Exercise description: Say whether each statement agrees with the thread on Loch Ness and the Chernobyl cistern, giving yes or no and quoting the deciding words of the thread verbatim: (a) the miniseries mentions a cistern holding 7000 cubic meters of water; (b) the reply after the comments puts Loch Ness at a thousand times the stated size of the cistern; (c) one commenter votes to close the thread's question as off topic.
[Begin Passage provided]
In he HBO TV miniseries Chernobyl, they talk about a cistern holding 7000 cubic meters of water. That is the content of Loch Ness, the deepest lake in the UK. Would the Chernobyl reactor really hold that much water?

  • $\begingroup$ According to wikipedia, Lochness has volume $7.5 \text{km}^3$, not 7500 $\text{m}^3$. One $\text{km}^3$ is cube $1000~\text{m}~\times1000~\text{m}~\times1000~\text{m}$, that is $1~000~000~000\text{m}^3$. $\endgroup$ Jun 8 '19 at 17:50
  • $\begingroup$ @JánLalinský Perhaps convert comment to an answer so we don't have another question hanging without answers. $\endgroup$
    – StephenG
    Jun 8 '19 at 17:53
  • $\begingroup$ A simple google search - is this the purpose of this stack? $\endgroup$
    – user207455
    Jun 8 '19 at 18:11
  • $\begingroup$ Related: How large would the steam explosion at Chernobyl have been? $\endgroup$ Jun 8 '19 at 18:21
  • $\begingroup$ I'm voting to close this question as off topic because it doesn't appear to be about physics. $\endgroup$
    – David Z
    Jun 9 '19 at 3:20

Wikipedia puts the Loch Ness total volume at a total of 7.4 cubic kilometers, not kilo(cubic meters). When expressed in cubic meters, the 'kilo' also gets exponentiated: $$ 1\:\mathrm{km}^3 = 1 \,(1000\:\mathrm m)^3 = 10^9\:\mathrm m^3. $$ This error in your calculation means that you are off by a factor of a million, i.e. Loch Ness is 1,000,000 times larger than (the stated size of) the Chernobyl cistern.
[End Passage provided]
[Begin Material provided]
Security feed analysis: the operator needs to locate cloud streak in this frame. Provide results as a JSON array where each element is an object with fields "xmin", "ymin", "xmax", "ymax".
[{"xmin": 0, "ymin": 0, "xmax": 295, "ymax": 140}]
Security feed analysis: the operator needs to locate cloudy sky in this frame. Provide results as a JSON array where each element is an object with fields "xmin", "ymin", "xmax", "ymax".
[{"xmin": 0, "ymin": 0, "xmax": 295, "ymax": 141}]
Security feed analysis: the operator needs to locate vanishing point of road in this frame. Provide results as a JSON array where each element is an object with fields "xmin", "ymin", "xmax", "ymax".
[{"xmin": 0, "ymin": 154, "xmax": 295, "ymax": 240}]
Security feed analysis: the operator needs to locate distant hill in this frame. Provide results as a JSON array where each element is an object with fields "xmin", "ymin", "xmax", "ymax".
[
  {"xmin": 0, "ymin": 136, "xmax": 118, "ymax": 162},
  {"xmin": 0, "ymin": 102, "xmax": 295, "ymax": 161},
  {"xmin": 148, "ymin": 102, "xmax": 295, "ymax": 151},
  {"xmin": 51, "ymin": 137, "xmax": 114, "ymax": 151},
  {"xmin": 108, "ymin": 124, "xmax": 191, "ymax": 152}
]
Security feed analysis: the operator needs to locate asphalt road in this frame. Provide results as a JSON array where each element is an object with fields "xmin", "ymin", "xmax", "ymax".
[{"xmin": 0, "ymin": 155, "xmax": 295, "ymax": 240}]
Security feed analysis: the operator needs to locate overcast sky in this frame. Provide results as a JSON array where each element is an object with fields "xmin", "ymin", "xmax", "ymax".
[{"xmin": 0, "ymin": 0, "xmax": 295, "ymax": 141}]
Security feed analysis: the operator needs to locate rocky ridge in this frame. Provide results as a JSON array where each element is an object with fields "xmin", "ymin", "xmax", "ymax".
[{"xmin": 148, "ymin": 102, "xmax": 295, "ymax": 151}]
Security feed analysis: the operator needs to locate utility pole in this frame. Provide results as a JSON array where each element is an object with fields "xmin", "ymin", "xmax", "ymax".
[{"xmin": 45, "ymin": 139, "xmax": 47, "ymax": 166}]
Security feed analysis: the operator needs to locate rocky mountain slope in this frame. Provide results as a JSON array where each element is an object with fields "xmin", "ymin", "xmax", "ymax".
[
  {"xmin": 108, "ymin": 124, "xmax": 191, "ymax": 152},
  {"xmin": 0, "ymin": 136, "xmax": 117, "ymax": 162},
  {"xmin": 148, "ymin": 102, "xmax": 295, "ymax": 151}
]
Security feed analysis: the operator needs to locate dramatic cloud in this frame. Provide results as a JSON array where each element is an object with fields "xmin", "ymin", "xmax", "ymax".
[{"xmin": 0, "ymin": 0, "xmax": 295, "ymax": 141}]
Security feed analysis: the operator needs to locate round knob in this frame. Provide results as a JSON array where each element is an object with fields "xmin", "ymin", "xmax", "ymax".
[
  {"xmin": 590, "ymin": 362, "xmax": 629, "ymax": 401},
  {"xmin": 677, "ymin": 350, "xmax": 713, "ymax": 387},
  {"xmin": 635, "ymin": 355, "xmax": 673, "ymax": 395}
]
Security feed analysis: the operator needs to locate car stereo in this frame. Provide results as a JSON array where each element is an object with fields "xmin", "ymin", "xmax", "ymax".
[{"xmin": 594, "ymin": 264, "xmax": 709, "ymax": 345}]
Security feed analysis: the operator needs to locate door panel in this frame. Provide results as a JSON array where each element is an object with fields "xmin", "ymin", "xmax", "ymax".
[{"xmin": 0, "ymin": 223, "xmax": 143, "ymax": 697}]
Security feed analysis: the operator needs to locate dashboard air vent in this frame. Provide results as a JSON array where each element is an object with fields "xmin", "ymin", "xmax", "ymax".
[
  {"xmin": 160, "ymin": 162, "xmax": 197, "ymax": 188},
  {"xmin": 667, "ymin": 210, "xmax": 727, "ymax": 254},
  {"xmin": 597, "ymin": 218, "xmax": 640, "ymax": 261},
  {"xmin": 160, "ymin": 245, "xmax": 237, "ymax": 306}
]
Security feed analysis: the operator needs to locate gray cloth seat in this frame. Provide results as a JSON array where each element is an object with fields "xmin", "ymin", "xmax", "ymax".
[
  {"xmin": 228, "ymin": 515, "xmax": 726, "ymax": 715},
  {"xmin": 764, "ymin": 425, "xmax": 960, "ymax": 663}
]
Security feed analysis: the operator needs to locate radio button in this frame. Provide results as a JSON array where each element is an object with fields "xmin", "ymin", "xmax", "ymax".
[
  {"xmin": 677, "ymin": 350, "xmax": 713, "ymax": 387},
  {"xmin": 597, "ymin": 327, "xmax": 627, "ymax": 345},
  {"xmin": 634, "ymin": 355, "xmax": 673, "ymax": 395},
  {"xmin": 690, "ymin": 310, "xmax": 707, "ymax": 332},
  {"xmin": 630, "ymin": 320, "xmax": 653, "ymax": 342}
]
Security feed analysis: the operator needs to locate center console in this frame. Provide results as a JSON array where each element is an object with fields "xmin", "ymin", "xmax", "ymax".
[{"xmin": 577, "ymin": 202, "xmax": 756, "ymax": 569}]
[End Material provided]
Response to this exercise:
(a) Yes: "they talk about a cistern holding 7000 cubic meters of water"
(b) No: "Loch Ness is 1,000,000 times larger than (the stated size of) the Chernobyl cistern"
(c) Yes: "I'm voting to close this question as off topic because it doesn't appear to be about physics."